• _SELECTED EXCERPT_:
○ ○ ○ ○ ○

Neil Franklin defended the service’s record and accused former South Yorkshire Police sergeant Richard Sainsbury of being “more dedicated to fiction than to fact”.

He was responding to a police magazine column written by Mr Sainsbury in which the officer criticised the CPS’s cautious stance in deciding whether to charge suspects.

Mr Sainsbury, who retired last month after 34 years’ service, wrote: “I must say I have friends who work for the Crown Prosecution Service but as an organisation it has become all powerful.

“Judge, jury (which I find especially galling) and executioner. ‘Couldn’t Prosecute Satan’, I think it stands for.

“No matter how much evidence you put before them, they want more.

“They glibly dismiss evidence that a jury should see and hear.

“There is not a bobby that submits files who does not have a horror story about a job that has been dropped or ridiculous charges applied to an obvious offence.”

Mr Sainsbury, from Barnsley, added that he could think of 10 cases in which “bad men and women should have gone to jail” but often never went to court.

○ ○ ○ ○ ○

• _WORK TO DO_:
Extend the news excerpt about the dispute between Neil Franklin and Richard Sainsbury over the Crown Prosecution Service, picking up after its final sentence.

○ ○ ○ ○ ○

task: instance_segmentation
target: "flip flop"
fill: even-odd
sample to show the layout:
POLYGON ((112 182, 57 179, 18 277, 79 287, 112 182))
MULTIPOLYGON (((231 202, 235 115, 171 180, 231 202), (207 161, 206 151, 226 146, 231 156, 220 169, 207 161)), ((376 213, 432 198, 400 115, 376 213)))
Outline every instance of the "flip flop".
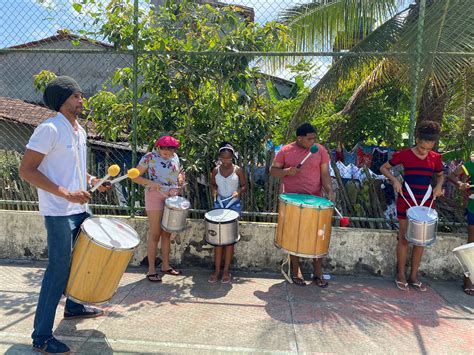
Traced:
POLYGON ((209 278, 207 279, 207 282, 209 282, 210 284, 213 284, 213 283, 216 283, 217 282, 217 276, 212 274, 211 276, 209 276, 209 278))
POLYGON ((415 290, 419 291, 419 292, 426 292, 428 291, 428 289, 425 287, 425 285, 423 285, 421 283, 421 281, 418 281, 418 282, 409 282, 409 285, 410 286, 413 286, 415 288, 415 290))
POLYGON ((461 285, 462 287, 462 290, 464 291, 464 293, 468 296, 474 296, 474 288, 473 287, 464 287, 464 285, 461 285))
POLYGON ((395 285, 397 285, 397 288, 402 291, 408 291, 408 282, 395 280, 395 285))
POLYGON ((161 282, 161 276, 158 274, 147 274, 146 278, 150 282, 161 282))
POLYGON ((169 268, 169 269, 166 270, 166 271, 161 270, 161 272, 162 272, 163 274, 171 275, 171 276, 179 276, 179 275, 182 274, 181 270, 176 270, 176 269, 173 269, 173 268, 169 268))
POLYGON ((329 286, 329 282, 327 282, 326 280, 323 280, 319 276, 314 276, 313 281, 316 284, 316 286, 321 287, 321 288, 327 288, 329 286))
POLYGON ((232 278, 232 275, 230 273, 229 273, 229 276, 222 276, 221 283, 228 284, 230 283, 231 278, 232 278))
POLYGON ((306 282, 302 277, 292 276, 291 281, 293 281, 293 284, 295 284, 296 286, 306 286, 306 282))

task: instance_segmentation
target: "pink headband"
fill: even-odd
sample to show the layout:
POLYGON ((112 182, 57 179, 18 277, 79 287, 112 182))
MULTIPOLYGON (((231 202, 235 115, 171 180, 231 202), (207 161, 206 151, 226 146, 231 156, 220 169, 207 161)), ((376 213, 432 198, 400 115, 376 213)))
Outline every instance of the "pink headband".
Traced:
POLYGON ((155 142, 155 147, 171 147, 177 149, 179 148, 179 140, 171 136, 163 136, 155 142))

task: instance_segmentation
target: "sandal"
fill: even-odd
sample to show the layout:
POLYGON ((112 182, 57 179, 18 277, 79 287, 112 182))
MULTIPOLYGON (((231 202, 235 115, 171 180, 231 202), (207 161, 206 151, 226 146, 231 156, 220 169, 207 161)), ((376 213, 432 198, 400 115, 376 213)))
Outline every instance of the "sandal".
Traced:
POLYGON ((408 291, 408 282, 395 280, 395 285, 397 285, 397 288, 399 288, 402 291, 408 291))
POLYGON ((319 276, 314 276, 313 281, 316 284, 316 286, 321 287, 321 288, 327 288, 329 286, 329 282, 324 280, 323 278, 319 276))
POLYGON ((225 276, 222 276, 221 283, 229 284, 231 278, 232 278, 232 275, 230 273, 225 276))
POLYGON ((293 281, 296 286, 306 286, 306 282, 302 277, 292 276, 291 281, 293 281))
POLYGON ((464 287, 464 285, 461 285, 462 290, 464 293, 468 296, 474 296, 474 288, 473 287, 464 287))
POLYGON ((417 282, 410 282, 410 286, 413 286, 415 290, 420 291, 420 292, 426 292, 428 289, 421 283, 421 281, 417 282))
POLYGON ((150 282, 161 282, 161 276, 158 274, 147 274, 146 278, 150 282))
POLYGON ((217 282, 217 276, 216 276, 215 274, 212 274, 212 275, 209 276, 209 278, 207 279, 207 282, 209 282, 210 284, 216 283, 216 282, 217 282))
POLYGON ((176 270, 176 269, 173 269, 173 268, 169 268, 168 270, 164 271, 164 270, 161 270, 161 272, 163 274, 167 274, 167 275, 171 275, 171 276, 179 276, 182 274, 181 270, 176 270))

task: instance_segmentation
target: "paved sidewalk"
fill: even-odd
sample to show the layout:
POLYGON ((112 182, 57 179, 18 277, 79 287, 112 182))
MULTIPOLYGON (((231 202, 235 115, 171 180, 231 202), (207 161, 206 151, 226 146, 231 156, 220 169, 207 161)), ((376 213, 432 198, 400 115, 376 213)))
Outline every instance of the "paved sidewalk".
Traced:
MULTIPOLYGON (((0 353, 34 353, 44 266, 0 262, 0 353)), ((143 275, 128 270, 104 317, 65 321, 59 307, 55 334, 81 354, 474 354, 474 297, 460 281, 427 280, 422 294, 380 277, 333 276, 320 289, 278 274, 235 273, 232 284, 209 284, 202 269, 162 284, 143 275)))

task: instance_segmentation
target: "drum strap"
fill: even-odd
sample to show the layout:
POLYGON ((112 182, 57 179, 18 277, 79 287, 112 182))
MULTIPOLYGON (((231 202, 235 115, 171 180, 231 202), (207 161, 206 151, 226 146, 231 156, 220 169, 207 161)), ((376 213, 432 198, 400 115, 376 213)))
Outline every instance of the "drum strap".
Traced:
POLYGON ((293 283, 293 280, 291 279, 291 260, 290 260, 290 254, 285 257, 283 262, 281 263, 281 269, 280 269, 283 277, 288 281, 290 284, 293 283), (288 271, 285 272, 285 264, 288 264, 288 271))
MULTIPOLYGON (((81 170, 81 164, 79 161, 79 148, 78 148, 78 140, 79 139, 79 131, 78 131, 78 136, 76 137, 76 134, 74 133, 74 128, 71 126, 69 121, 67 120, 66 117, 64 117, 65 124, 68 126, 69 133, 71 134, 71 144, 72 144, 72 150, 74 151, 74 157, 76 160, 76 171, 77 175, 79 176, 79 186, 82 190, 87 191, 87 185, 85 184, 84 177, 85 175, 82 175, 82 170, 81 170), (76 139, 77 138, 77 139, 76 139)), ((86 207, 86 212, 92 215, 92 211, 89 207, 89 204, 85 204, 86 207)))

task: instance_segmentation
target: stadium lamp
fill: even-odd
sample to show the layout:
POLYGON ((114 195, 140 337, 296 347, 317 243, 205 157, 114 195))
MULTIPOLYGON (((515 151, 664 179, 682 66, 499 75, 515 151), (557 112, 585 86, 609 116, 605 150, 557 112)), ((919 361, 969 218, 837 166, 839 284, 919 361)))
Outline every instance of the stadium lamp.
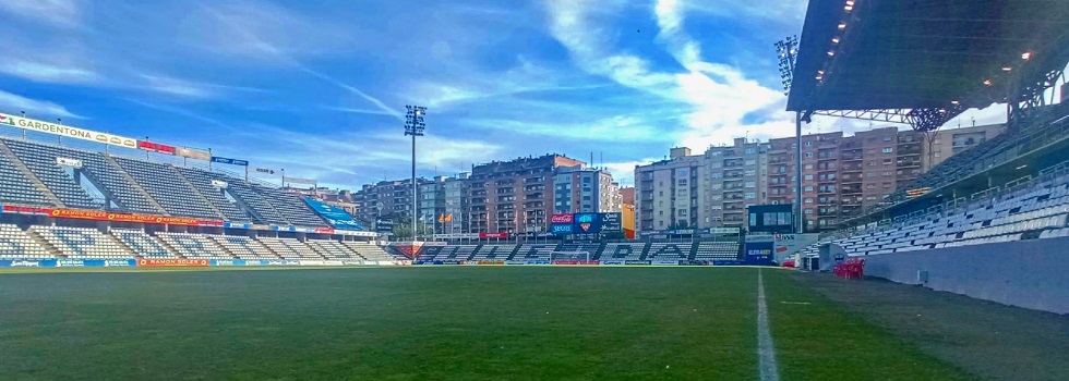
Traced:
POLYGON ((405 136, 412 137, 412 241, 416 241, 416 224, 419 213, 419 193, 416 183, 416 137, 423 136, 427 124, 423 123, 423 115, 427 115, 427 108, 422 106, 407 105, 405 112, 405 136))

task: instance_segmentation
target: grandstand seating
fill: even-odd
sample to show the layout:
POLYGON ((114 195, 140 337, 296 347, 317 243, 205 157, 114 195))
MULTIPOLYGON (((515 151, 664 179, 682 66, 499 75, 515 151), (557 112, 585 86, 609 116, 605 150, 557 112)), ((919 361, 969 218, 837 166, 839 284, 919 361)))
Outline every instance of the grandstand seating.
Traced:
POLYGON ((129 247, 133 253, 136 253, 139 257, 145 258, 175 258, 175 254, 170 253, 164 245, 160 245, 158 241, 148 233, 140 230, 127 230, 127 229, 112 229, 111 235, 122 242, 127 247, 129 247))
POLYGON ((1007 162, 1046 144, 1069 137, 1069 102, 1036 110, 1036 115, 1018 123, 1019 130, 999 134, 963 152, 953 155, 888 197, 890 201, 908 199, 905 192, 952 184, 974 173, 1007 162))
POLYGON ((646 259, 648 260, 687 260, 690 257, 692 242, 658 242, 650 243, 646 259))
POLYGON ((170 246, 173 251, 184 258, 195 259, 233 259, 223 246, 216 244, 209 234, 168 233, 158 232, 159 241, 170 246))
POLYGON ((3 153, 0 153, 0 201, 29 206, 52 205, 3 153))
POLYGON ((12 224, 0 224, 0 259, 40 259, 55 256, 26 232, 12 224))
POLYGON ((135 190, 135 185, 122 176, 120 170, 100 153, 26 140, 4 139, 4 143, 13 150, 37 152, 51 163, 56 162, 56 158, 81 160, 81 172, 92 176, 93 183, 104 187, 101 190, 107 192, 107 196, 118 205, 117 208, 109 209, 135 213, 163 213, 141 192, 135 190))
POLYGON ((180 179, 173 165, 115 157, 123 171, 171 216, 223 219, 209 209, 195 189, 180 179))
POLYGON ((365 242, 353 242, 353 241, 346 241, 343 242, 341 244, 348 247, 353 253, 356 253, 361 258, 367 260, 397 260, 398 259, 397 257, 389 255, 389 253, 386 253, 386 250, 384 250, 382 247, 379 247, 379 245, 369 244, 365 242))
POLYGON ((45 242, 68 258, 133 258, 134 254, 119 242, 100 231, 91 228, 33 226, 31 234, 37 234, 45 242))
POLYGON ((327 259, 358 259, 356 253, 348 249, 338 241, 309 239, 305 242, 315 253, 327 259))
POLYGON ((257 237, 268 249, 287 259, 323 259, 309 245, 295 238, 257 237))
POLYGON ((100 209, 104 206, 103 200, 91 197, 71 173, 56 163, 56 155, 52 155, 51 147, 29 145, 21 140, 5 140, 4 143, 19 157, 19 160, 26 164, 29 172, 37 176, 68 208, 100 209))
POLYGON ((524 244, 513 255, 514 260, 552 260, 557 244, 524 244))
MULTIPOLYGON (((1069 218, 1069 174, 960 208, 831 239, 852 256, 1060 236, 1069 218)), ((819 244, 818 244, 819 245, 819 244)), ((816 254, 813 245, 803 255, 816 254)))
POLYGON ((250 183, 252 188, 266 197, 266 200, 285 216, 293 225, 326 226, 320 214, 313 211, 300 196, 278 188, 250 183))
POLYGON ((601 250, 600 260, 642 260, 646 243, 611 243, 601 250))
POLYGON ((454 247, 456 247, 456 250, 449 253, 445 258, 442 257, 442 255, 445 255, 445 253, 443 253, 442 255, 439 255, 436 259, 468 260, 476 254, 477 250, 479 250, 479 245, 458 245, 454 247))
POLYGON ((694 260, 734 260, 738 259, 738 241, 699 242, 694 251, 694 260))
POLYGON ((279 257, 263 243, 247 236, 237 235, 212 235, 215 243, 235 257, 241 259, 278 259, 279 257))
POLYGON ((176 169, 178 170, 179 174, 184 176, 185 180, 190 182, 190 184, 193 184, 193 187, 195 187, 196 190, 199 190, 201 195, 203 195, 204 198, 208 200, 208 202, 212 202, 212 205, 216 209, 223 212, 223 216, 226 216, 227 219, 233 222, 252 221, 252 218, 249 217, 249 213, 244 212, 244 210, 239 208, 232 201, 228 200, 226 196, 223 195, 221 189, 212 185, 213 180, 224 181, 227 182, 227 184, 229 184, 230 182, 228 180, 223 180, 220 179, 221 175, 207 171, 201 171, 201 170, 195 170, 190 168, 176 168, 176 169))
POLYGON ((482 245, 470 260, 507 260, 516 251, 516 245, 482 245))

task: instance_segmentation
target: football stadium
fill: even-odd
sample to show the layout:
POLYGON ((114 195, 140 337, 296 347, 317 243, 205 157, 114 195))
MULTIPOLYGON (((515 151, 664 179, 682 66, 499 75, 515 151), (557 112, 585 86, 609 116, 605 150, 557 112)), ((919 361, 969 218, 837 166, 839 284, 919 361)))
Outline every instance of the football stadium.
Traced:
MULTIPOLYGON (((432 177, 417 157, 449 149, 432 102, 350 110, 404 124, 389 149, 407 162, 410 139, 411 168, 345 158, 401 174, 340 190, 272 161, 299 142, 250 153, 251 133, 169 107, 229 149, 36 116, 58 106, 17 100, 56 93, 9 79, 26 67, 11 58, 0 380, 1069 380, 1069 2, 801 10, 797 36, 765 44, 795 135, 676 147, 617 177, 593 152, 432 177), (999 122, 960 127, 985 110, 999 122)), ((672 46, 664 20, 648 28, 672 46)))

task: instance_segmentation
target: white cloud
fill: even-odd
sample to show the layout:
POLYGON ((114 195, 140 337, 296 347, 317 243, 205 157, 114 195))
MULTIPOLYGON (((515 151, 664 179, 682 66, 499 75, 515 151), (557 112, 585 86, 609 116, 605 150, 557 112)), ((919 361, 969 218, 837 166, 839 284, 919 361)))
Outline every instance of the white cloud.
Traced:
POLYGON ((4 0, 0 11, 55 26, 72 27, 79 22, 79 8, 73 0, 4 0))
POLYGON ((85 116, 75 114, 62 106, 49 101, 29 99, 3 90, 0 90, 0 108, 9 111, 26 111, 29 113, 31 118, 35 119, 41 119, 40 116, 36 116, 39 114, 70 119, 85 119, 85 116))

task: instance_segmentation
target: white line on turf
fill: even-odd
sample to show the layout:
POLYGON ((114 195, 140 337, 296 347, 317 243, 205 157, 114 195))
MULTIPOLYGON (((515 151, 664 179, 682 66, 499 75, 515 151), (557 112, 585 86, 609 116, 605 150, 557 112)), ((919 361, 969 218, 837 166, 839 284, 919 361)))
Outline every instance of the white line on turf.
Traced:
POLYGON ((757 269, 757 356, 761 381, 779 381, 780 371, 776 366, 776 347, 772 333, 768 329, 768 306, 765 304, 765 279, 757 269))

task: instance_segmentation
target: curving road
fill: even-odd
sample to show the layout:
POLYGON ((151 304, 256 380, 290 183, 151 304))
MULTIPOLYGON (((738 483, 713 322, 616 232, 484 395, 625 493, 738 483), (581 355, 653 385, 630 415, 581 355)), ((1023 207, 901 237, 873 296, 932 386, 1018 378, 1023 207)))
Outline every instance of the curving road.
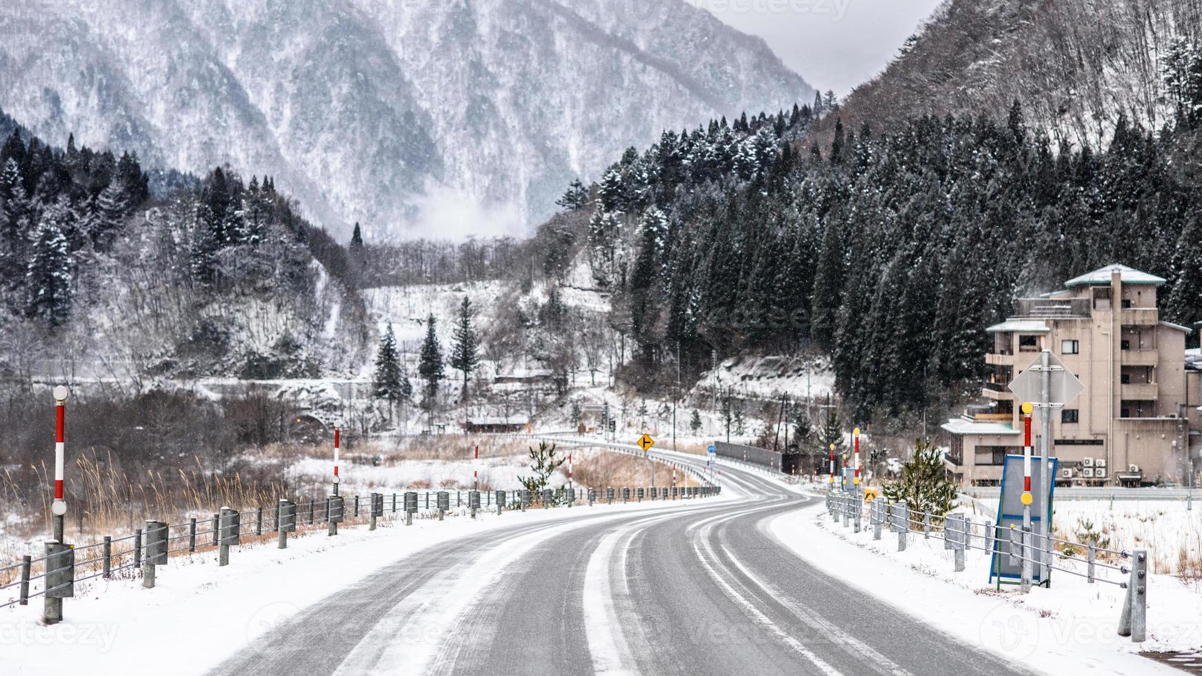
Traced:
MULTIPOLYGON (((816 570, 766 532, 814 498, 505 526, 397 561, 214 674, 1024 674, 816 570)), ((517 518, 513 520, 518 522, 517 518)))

○ ○ ○ ○ ○

• _EXERCISE ANSWER_:
“There are times when there is no need for a defence because the CPS seems to do a good enough job all on its own,” he said.

Mr Sainsbury also called for harsher sentences and an end to laws which allow criminals to be released from prison on licence halfway through their jail term.

“What deterrent is there now for criminals?” he wrote.

“When I started this job, burglars got three or four years for their first offence and, guess what, they served almost all of it.

“We did not have so many burglaries then because the burglars were in jail.

“No matter what the statistics tell you, there was a lot less crime in the 1970s.

“Jail was not a nice place to be for the majority of inmates and they did not want to go there.

“Now it is all open prisons and PlayStations, nice gyms and association with other criminals, and that is for the really bad guys.

“The not so bad guys, like burglars, drug dealers, car thieves, pickpockets and shoplifters... are very unlucky if they go to jail at all even if they are persistent recidivists.”

The article was published in Police Review, a magazine aimed at police officers for which Mr Sainsbury was a regular columnist until his retirement.

He used the column to highlight controversial cases, such as the award of £27,000 in compensation to a drug addict with kidney stones whose condition was not treated properly in prison.

Mr Franklin, group chairman for CPS Yorkshire and Humberside, said: “As a private citizen, Richard Sainsbury is of course perfectly entitled to his views and opinions.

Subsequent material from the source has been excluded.